═════ Records supplied

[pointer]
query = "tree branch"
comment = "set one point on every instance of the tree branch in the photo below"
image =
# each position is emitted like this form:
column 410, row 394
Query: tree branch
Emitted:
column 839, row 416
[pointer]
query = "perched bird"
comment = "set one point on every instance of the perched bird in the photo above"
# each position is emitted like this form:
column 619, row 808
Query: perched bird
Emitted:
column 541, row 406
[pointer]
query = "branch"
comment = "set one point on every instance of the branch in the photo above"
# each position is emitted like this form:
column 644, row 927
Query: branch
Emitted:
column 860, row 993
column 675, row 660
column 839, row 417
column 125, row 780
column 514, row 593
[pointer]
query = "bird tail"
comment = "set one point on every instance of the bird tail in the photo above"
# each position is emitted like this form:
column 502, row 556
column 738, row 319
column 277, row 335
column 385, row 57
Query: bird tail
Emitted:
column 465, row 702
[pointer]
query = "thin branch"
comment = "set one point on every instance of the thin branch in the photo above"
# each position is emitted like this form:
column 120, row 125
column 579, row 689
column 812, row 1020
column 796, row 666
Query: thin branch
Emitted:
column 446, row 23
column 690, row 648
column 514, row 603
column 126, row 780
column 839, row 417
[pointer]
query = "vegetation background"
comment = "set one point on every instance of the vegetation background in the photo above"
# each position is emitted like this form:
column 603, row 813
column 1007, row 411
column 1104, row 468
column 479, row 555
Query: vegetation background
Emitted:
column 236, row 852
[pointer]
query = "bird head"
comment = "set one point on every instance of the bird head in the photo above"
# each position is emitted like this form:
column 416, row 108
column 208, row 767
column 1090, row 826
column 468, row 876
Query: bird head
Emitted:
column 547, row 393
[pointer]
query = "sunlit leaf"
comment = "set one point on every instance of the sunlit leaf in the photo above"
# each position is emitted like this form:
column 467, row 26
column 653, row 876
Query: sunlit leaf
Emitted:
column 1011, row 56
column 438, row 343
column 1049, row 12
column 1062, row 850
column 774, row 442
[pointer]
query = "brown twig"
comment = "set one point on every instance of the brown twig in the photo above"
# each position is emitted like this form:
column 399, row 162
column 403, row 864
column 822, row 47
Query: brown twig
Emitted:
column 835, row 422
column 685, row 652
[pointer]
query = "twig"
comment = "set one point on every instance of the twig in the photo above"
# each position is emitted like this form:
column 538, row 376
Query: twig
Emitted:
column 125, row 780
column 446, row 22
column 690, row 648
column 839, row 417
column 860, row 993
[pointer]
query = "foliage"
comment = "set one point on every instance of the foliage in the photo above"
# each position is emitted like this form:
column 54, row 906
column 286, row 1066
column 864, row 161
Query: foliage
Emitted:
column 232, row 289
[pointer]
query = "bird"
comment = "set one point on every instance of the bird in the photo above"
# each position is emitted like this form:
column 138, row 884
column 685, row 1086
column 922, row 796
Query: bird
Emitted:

══════════

▶ **Stated problem**
From the material above, pick out each line containing the string "background" and copy those lines in full.

▶ **Task response**
query = "vegetation background"
comment = "set one point on every instance of the vegetation background in the photo above"
Query: vegetation background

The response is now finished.